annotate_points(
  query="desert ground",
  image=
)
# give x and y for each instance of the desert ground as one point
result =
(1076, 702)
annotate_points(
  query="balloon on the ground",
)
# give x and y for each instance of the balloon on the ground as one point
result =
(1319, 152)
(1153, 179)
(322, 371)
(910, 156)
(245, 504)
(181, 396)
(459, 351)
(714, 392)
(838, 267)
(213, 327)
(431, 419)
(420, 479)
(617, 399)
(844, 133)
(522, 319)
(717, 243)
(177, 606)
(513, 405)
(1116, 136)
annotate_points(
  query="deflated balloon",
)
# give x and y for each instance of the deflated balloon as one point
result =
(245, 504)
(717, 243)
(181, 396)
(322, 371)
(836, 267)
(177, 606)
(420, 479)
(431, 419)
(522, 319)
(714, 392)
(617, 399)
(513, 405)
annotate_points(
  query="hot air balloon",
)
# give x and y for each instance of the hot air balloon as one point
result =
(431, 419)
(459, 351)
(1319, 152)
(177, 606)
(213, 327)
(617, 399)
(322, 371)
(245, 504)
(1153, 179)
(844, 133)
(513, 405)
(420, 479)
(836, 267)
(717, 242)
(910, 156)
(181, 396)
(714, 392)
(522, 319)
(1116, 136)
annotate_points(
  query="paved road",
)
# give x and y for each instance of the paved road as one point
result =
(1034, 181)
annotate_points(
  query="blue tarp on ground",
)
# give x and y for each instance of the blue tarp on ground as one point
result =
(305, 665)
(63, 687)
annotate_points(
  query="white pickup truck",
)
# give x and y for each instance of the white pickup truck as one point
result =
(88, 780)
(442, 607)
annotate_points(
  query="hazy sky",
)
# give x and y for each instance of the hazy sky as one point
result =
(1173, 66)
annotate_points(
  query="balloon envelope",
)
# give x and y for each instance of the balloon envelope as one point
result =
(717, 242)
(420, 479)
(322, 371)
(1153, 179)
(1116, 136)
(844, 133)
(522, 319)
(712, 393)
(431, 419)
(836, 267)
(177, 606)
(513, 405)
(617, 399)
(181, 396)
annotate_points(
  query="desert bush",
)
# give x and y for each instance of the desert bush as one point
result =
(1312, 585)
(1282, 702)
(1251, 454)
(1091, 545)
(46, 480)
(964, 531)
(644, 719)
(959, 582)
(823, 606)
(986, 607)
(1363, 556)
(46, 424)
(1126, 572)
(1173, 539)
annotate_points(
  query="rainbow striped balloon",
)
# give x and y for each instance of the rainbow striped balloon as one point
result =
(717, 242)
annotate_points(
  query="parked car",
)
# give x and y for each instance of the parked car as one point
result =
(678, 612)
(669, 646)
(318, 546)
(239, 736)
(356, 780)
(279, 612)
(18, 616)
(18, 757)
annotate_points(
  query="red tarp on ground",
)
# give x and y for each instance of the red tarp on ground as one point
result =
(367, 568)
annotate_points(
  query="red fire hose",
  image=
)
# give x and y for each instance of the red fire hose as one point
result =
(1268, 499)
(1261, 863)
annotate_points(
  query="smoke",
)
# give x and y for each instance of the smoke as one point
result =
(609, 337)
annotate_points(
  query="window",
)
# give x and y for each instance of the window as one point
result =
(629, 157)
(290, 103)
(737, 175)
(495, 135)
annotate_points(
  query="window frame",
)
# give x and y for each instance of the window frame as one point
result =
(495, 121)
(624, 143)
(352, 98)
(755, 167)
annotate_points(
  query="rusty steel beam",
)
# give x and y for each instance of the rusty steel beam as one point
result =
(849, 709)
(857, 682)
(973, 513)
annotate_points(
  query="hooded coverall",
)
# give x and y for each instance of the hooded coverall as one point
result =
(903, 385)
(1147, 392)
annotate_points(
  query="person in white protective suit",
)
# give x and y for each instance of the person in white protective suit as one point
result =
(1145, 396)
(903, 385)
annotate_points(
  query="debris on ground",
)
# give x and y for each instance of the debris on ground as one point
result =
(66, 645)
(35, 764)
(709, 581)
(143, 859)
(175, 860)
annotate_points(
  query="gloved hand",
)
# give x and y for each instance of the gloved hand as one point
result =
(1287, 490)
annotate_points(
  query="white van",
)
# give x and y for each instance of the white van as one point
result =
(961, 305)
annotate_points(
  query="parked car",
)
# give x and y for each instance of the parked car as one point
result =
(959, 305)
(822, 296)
====
# INSTRUCTIONS TO FOLLOW
Quote every record above exactly.

# EXERCISE SOLUTION
annotate_points(
  query="desert ground",
  image=
)
# give x and y for each instance of the desert ground as one point
result =
(1076, 702)
annotate_points(
  query="balloon on the ground",
)
# give x and y for each instance of the balloon on the ground as one point
result =
(1319, 152)
(1153, 179)
(322, 371)
(910, 156)
(245, 504)
(181, 396)
(459, 351)
(714, 392)
(838, 267)
(213, 327)
(431, 419)
(420, 479)
(617, 399)
(844, 133)
(522, 319)
(717, 243)
(177, 606)
(513, 405)
(1116, 136)
annotate_points(
  query="deflated balloon",
)
# give x and y for each instance of the deflated balloon as one point
result =
(245, 504)
(717, 243)
(181, 396)
(322, 371)
(836, 267)
(177, 606)
(420, 479)
(431, 419)
(522, 319)
(714, 392)
(617, 399)
(513, 405)
annotate_points(
  query="hot air balloon",
)
# give x and y for each instance of the hot air balloon as one point
result =
(431, 419)
(459, 351)
(1319, 152)
(177, 606)
(213, 327)
(617, 399)
(322, 371)
(245, 504)
(1153, 179)
(844, 133)
(513, 405)
(420, 479)
(836, 267)
(717, 242)
(910, 156)
(181, 396)
(714, 392)
(522, 319)
(1116, 136)
annotate_points(
  query="paved road",
)
# give x and y for each instance of the paved road as one point
result =
(1034, 181)
annotate_points(
  query="blue tarp on ground",
)
# give x and y for each instance of the blue tarp on ground as one point
result =
(305, 665)
(63, 687)
annotate_points(
  query="white pickup truck",
)
# give x and y for each instance of the white pickup truck as one point
result =
(88, 780)
(442, 607)
annotate_points(
  query="hazy sky",
)
# give x and y for each instance of the hazy sky as one point
result =
(1173, 66)
annotate_points(
  query="balloon envelope",
)
# give x and y for each instance of the balloon envelope as one point
result =
(717, 242)
(420, 479)
(322, 371)
(1153, 179)
(1116, 136)
(844, 133)
(522, 319)
(712, 393)
(431, 419)
(836, 267)
(177, 606)
(513, 405)
(617, 399)
(181, 396)
annotate_points(
  query="desert bush",
)
# give x and y for each instance of the desert bush as one point
result =
(1312, 585)
(1282, 702)
(1251, 454)
(1091, 545)
(46, 480)
(964, 531)
(644, 719)
(959, 582)
(823, 606)
(986, 607)
(1363, 556)
(46, 424)
(1126, 572)
(1173, 539)
annotate_points(
  query="rainbow striped balloon",
)
# give x and y for each instance of the rainbow striped balloon as one point
result =
(717, 242)
annotate_points(
  query="parked car",
)
# give x and y for each instance of the parked car as one point
result =
(678, 612)
(669, 646)
(318, 546)
(239, 736)
(356, 780)
(279, 612)
(18, 616)
(18, 757)
annotate_points(
  query="red tarp on ground",
)
# give x and y for each instance of the red tarp on ground as one point
result =
(367, 568)
annotate_points(
  query="red fire hose",
  image=
)
# give x and y for each instance of the red fire hose as one point
result =
(1268, 499)
(1261, 863)
annotate_points(
  query="smoke",
)
# give x and y for each instance of the smoke as one point
result =
(609, 337)
annotate_points(
  query="window",
)
# give x and y for each instance of the window as one point
result =
(629, 157)
(290, 103)
(737, 175)
(495, 135)
annotate_points(
  query="window frame",
)
# give x and y for each instance of the window frame as one point
result =
(495, 121)
(624, 143)
(352, 98)
(755, 167)
annotate_points(
  query="rusty steel beam",
)
# give x and y for each instance of the rusty steel beam as one point
result =
(849, 709)
(857, 682)
(973, 513)
annotate_points(
  query="hooded coverall",
)
# give x and y for each instance of the hooded coverall as one point
result =
(903, 385)
(1147, 392)
annotate_points(
  query="person in white protective suit",
)
# give x and y for each instance of the person in white protective suit as one point
result =
(1145, 396)
(903, 385)
annotate_points(
  query="debris on ground",
)
# give x and y for each instance of the debris on ground as one point
result =
(66, 645)
(35, 764)
(709, 581)
(143, 859)
(175, 860)
annotate_points(
  query="gloved hand",
)
# give x and y for each instance of the gloved hand as one point
result =
(1287, 490)
annotate_points(
  query="white van",
)
# give x and y for each instance of the white van as one point
result =
(961, 305)
annotate_points(
  query="parked car",
)
# give x and y for each instance of the parked car as one point
result =
(959, 305)
(822, 296)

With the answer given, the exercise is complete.